[TEXT SECTION]

□ □ □ □ □ □ □

Table 1. Minimum and maximum ddE values as computed in Equation 2 for all structures of each force field.

Energy units are in kcal/mol.

Force fieldmin ddEmax ddE
GAFF -35002325.4 5549.7
GAFFa-44.1 14.8
GAFF2 -43.7 15.6
MMFF94 -52.1 29.8
MMFF94S -49.5 25.1
SMIRNOFF99Frosst -42.8 18.8
OpenFF-1.0 -38.4 19.3
OpenFF-1.1 -38.6 18.3
OpenFF-1.2 -37.9 15.4
OPLS3e -30.4 9.6

a With outliers removed

1efceae8-db89-40c4-9696-5c2bbc1d1e8b_figure2.gif

Figure 2. Molecules with extreme relative conformer energies for GAFF.

The right hand side depicts the QM and FF geometries for phosphoenolpyruvic acid. The GAFF structure shows a representative overlap of a polar hydrogen atom with its connected parent atom due to a missing van der Waals parameter. On the left hand side, the overlapping hydrogen for the six molecules are denoted by cyan asterisks.

After excluding the 62 GAFF outliers, the ddE energies are histogrammed in Figure 3 and Extended data, Figure S.193. The difference between MM relative conformer energies and QM relative conformer energies exhibit very similar distributions for all force fields. All distributions appear asymmetric, having a skew towards more negative ddE values than positive ones, indicating that the conformer energy differences may be underpredicted by MM compared to QM. Force fields of the same family tend to be more consistent with each other (GAFF and GAFF2, MMFF94 and MMFF94S), see Extended data, Figure S.193. From these results, the qualitative ordering of force fields from lowest to highest agreement with QM energies goes as SMIRNOFF99Frosst < MMFF94 ∼ MMFF94S < GAFF ∼ GAFF2 ∼ OpenFF-1.0 ∼ OpenFF-1.1 < OpenFF-1.2 < OPLS3e. In other words, the peak size around ddE = 0 kcal/mol (the fraction of molecules described particularly well) is greatest for OPLS3e, closely followed by OpenFF-1.2. OPLS3e predicts 55.3 ± 0.3% of conformers within 1 kcal/mol of QM, with OpenFF-1.2, GAFF2, and MMFF94S identifying 54.8 ± 0.3%, 51.3 ± 0.3%, and 47.0 ± 0.3% respectively. By this metric, OPLS3e and OpenFF-1.2 seem to exhibit roughly similar performance, with the other force fields performing somewhat worse. Figure 3b illustrates the progress made within the OpenFF family of force fields. The predecessor SMIRNOFF99Frosst performs worst of all investigated force fields and is improved upon by the first releases OpenFF-1.0 and OpenFF-1.1, which show intermediate performance. Finally, the most recent release OpenFF-1.2 indicates further improvement.

□ □ □ □ □ □ □

[Named object pointing entries]

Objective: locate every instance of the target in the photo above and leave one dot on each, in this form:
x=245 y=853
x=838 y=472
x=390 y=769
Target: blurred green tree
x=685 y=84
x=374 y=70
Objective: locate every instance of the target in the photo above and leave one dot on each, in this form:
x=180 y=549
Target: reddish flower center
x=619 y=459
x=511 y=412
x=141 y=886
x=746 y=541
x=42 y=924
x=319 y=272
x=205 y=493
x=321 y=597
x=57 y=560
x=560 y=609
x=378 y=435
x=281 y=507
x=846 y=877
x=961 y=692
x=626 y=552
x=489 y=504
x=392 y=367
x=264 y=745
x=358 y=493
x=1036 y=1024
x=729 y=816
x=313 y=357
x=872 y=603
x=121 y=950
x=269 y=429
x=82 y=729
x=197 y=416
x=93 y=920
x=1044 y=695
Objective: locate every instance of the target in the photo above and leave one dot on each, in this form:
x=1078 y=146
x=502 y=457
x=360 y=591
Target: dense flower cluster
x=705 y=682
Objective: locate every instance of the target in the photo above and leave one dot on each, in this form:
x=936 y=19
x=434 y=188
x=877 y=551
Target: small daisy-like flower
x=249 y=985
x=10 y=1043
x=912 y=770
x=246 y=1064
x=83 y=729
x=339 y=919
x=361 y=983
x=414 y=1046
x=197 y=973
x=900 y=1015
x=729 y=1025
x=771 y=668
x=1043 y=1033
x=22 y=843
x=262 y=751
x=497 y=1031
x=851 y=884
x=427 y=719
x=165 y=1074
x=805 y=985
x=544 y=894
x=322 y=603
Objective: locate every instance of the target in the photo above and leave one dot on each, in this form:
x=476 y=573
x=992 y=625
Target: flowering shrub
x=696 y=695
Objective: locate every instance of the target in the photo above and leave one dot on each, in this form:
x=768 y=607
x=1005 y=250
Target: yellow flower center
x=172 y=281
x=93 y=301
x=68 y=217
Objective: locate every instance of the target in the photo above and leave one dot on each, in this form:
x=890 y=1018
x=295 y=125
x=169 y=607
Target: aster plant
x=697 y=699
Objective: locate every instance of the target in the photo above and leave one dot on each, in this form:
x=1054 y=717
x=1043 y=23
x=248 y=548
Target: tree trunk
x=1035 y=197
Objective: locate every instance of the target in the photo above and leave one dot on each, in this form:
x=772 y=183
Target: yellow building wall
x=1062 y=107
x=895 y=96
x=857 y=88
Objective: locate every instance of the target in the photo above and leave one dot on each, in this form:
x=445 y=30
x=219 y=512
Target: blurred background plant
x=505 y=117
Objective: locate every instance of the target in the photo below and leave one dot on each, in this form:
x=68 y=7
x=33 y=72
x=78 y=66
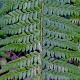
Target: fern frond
x=4 y=55
x=60 y=9
x=20 y=27
x=21 y=73
x=53 y=74
x=30 y=38
x=60 y=53
x=18 y=15
x=17 y=47
x=30 y=59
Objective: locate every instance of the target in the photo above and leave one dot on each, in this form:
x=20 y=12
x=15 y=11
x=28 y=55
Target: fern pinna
x=39 y=40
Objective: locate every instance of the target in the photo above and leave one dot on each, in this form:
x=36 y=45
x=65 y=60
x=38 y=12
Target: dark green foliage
x=44 y=36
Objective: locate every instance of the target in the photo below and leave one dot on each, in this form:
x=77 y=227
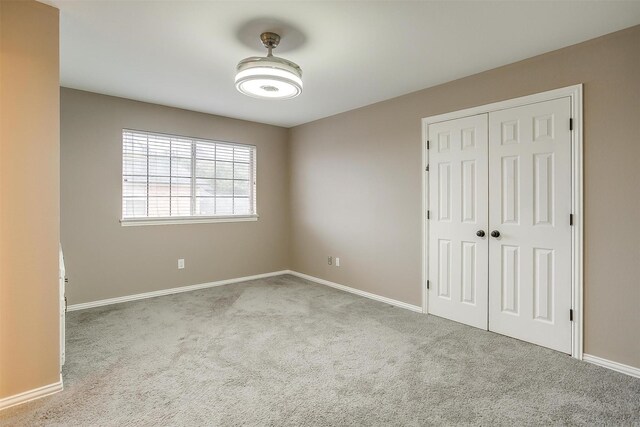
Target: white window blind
x=166 y=176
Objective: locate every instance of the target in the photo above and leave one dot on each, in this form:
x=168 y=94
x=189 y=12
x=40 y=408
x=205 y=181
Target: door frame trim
x=577 y=194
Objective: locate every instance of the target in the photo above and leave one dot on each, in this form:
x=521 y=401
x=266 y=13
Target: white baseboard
x=614 y=366
x=369 y=295
x=178 y=290
x=27 y=396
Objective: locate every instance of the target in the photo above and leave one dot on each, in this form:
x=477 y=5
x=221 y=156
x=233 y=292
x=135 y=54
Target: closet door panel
x=529 y=206
x=457 y=256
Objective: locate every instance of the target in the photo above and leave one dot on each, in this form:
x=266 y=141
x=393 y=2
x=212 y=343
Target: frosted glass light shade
x=269 y=78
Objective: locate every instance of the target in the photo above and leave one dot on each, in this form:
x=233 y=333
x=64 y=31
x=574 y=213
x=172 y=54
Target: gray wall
x=106 y=260
x=356 y=184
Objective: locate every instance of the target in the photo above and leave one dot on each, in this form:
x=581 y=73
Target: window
x=167 y=179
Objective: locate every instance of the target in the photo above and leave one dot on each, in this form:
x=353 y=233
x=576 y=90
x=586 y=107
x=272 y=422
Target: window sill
x=128 y=222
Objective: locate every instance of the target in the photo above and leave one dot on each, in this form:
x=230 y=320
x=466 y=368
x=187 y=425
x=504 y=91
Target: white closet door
x=529 y=205
x=458 y=257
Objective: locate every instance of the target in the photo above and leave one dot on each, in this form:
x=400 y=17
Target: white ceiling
x=353 y=53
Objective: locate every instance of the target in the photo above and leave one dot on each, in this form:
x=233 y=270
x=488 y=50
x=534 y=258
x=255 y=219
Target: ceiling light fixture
x=269 y=77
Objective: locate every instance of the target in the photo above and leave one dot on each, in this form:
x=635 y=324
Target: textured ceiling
x=184 y=53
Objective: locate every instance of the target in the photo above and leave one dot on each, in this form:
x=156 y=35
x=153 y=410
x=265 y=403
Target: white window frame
x=193 y=219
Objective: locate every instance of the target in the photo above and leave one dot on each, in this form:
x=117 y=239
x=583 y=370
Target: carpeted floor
x=284 y=351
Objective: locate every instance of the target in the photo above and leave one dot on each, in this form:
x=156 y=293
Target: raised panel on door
x=457 y=257
x=529 y=205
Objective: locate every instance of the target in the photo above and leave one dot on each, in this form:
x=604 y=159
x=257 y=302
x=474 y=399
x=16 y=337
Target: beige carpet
x=284 y=351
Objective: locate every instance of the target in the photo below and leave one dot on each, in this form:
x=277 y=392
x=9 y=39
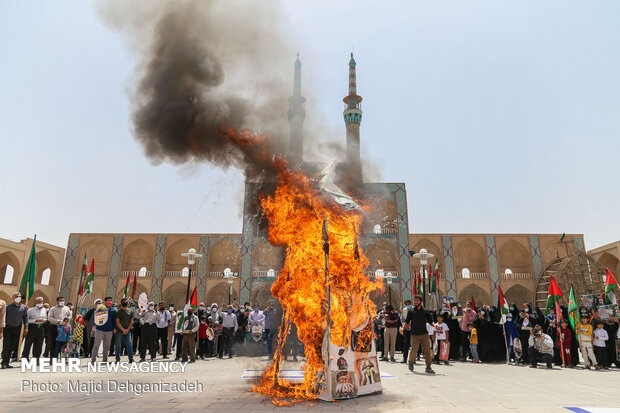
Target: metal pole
x=189 y=280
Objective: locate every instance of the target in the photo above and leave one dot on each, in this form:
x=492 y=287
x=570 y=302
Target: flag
x=26 y=288
x=434 y=277
x=573 y=310
x=135 y=285
x=610 y=284
x=554 y=293
x=83 y=276
x=90 y=278
x=502 y=305
x=126 y=290
x=191 y=303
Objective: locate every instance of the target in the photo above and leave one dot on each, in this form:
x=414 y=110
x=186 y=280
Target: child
x=565 y=339
x=600 y=346
x=64 y=335
x=442 y=334
x=473 y=342
x=202 y=337
x=584 y=329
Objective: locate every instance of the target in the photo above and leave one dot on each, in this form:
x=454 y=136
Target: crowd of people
x=479 y=335
x=123 y=330
x=482 y=335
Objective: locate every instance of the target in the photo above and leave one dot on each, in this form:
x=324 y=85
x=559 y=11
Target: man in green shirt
x=124 y=323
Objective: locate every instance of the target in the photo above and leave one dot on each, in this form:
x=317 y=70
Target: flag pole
x=21 y=331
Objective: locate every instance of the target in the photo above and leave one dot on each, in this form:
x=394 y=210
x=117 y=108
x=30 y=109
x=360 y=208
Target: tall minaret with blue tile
x=353 y=119
x=296 y=117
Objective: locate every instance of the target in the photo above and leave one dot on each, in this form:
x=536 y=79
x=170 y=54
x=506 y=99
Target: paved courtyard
x=461 y=387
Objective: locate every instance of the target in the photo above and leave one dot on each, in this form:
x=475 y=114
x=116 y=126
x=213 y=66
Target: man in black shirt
x=417 y=318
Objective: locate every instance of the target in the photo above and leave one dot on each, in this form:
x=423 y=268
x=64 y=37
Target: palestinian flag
x=554 y=293
x=126 y=290
x=610 y=283
x=434 y=275
x=83 y=274
x=135 y=285
x=191 y=303
x=90 y=278
x=573 y=310
x=502 y=304
x=26 y=288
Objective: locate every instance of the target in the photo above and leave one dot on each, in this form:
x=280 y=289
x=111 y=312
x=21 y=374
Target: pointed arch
x=382 y=255
x=225 y=254
x=518 y=294
x=9 y=261
x=469 y=254
x=514 y=256
x=136 y=255
x=472 y=290
x=45 y=260
x=267 y=256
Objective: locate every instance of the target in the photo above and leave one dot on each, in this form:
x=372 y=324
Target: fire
x=296 y=212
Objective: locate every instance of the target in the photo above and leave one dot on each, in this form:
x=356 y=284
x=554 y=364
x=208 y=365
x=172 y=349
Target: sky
x=500 y=117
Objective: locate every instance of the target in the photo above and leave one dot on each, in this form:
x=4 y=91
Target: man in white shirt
x=55 y=315
x=37 y=317
x=162 y=329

□ □ □ □ □ □ □

[TASKS TO CARRY OUT]
1: In the force field comparison text, what share of conformers does OPLS3e predict within 1 kcal/mol of QM?
2: Resume the force field comparison text, picking up right after its final sentence.

[RESPONSES IN ORDER]
1: 55.3 ± 0.3%

2:
1efceae8-db89-40c4-9696-5c2bbc1d1e8b_figure3.gif

Figure 3. Histograms of the relative conformer energy differences as computed in Equation 2 for each force field relative to QM.

Each molecular structure, including different conformers of the same molecule, is counted separately. Since the global minimum molecular structures were set to zero deliberately and add a constant offset to the central bin, they are removed from the counts. A force field having higher agreement with QM would have a higher bin centered at ddE = 0 kcal/mol. (a) compares the latest release of all four force field families. (b) shows the four histograms belonging to the OpenFF family of force fields. OpenFF-1.0 (purple) and OpenFF-1.1 (light blue) overlap in the central bin. The corresponding graph comparing histograms of all calculated force fields can be found in the Extended data, Figure S.193.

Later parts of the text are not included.